▶ _Description of the task_:
Please copy the records word for word, from their first line up to and including the line with "x=169, y=185".

▶ _Records provided_:
—————

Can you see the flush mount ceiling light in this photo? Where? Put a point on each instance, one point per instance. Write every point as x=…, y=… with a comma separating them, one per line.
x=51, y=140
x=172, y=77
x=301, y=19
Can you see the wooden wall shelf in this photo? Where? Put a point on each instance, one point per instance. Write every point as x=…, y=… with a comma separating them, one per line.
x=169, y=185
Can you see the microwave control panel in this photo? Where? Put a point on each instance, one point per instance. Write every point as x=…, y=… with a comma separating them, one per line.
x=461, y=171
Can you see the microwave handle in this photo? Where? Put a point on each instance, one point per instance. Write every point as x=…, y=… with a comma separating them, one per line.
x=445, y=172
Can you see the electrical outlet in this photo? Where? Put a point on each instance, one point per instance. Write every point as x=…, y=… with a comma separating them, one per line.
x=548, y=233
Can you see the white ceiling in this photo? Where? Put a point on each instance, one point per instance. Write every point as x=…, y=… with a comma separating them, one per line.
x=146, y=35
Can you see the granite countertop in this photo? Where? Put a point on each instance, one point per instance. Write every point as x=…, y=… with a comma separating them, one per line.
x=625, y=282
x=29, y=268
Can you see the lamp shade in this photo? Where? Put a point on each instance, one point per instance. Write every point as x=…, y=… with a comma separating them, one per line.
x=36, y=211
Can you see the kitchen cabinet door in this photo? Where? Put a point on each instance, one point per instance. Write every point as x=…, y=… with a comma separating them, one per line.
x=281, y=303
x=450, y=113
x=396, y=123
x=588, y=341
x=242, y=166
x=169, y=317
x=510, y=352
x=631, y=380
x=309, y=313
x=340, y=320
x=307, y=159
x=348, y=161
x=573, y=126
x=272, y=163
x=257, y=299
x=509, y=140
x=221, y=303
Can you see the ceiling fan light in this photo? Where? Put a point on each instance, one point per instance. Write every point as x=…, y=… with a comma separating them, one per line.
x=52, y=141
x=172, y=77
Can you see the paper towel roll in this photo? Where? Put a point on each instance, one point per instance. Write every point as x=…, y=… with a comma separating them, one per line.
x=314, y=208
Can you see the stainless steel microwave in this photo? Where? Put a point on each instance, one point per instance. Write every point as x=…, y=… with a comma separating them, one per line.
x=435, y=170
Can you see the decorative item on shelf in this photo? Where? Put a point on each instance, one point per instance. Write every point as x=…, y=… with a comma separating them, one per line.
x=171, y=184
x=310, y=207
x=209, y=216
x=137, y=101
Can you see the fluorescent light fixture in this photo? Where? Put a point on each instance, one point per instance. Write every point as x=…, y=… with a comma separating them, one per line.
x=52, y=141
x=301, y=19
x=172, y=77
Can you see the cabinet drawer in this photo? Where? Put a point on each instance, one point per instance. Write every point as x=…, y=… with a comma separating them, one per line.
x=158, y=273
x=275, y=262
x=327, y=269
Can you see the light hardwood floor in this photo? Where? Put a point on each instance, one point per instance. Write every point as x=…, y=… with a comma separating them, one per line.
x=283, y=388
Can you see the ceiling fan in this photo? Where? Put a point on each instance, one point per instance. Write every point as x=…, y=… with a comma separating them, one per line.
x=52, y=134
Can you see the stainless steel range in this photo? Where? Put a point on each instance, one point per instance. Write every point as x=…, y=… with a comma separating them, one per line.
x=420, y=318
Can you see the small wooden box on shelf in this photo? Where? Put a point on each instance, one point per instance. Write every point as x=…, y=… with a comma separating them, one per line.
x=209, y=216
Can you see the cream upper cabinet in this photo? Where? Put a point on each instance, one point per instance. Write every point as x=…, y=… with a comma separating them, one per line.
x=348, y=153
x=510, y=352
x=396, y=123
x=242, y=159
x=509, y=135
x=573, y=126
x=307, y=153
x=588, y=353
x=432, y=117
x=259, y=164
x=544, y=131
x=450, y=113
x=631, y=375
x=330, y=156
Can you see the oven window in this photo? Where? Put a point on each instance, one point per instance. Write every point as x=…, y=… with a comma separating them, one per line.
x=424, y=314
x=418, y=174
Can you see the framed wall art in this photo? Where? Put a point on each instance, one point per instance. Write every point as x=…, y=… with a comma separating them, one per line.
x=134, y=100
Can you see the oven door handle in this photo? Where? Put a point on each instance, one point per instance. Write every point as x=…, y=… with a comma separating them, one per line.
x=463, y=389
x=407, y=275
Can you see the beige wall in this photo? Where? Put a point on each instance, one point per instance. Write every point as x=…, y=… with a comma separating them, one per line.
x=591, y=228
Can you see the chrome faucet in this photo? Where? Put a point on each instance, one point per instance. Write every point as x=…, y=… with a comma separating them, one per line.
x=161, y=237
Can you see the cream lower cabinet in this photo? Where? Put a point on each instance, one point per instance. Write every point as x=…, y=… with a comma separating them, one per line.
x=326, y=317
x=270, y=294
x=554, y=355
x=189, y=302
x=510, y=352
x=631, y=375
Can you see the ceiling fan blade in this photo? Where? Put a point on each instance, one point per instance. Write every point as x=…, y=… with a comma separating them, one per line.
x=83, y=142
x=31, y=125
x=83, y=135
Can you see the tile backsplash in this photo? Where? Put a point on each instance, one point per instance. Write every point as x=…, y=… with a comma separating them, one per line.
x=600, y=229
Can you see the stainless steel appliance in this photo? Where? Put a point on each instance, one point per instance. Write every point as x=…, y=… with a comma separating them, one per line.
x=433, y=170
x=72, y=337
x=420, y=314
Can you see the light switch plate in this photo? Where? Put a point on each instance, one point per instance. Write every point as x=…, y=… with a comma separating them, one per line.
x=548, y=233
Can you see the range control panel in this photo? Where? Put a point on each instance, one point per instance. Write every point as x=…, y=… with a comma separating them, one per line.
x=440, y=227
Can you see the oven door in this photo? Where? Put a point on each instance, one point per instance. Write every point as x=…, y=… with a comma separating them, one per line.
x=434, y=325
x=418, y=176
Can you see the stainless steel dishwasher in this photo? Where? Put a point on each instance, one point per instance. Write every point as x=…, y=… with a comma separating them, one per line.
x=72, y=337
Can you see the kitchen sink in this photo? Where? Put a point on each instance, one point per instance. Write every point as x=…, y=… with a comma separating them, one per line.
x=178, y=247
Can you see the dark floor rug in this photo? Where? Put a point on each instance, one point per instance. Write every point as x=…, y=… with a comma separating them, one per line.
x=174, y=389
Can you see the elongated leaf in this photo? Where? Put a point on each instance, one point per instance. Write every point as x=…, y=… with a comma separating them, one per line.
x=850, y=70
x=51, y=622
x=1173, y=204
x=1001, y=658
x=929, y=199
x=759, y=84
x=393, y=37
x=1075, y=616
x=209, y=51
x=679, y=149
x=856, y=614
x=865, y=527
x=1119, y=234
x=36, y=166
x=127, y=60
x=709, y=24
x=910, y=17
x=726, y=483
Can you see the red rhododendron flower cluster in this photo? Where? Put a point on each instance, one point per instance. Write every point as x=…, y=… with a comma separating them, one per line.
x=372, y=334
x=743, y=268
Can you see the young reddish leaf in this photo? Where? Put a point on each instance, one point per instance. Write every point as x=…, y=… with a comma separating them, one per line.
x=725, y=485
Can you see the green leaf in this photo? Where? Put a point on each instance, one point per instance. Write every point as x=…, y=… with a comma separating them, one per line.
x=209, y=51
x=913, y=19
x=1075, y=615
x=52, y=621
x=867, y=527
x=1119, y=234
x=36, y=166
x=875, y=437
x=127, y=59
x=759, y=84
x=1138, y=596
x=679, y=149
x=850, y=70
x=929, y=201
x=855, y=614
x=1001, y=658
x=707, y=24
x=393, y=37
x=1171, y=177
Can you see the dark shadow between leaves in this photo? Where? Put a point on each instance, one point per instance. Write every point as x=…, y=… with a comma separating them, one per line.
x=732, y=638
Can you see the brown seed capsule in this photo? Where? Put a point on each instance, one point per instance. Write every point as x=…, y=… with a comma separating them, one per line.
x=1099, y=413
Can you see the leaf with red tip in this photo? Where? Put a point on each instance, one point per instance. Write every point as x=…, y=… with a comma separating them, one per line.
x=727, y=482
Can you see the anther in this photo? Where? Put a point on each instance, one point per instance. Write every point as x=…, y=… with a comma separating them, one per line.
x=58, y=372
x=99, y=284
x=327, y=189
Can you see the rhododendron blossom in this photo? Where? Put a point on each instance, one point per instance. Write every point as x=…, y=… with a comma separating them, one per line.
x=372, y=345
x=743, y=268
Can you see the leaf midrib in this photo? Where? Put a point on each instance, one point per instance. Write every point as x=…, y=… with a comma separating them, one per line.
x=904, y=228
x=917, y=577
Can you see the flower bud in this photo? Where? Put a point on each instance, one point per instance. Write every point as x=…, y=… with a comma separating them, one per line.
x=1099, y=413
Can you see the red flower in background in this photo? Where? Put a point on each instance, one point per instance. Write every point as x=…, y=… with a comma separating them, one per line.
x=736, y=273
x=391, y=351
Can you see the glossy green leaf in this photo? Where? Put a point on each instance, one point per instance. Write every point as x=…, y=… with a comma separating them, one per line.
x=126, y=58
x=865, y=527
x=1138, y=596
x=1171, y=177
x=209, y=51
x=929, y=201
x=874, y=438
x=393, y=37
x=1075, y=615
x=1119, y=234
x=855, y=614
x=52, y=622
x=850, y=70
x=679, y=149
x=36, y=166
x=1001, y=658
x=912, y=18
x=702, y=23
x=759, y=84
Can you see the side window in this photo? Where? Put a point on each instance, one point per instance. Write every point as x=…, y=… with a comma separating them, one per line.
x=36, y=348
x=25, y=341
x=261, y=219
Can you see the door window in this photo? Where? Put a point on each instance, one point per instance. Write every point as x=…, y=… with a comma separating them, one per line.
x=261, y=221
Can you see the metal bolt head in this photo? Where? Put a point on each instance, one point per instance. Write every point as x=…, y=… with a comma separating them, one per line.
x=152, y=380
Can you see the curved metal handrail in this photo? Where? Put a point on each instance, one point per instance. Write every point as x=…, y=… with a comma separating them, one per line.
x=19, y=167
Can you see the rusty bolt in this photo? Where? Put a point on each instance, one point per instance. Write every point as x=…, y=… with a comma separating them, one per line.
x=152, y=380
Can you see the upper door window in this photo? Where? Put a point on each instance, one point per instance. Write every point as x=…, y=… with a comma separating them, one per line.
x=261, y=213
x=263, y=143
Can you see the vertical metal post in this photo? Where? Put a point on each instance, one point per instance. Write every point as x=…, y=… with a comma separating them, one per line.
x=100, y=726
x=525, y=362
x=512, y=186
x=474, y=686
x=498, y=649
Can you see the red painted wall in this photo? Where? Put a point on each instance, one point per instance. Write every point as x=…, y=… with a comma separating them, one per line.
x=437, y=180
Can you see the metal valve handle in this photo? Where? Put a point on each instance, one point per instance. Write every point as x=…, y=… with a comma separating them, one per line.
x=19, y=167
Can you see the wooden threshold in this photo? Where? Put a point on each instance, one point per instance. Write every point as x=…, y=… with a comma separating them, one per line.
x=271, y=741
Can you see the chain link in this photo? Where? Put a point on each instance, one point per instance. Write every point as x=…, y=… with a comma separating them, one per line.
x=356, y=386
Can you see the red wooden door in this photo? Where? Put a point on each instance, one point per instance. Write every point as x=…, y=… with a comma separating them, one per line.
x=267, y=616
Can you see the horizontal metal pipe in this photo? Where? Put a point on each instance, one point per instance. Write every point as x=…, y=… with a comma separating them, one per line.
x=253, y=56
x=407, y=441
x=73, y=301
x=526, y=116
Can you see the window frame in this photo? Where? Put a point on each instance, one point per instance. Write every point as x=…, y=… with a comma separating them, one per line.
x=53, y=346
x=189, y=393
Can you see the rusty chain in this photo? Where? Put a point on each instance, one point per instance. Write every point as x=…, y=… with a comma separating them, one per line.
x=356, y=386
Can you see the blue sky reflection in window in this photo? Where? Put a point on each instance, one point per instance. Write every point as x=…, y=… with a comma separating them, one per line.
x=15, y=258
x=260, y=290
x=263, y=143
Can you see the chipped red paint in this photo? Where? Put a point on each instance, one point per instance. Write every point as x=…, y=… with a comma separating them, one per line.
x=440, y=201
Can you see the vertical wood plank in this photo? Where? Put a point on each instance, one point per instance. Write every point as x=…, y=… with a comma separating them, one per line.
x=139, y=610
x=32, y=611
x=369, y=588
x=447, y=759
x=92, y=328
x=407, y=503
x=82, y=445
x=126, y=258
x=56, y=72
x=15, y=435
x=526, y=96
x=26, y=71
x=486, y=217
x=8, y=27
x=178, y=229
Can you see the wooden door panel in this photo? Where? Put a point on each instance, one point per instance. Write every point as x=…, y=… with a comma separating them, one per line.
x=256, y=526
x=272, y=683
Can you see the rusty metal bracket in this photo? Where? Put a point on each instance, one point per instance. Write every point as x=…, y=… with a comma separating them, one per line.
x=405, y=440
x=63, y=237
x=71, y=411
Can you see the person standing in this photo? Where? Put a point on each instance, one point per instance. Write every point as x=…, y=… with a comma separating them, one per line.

—————

▶ _Solution to this problem_:
Can you see the flush mount ceiling light in this photo? Where? Put a point on each instance, one point per instance. Write every point as x=…, y=… with a comma separating them, one per line.
x=51, y=140
x=172, y=77
x=301, y=19
Can you see the wooden wall shelf in this photo? Where? Put a point on each instance, one point per instance. Write every point as x=…, y=… with a comma separating them, one per line.
x=169, y=185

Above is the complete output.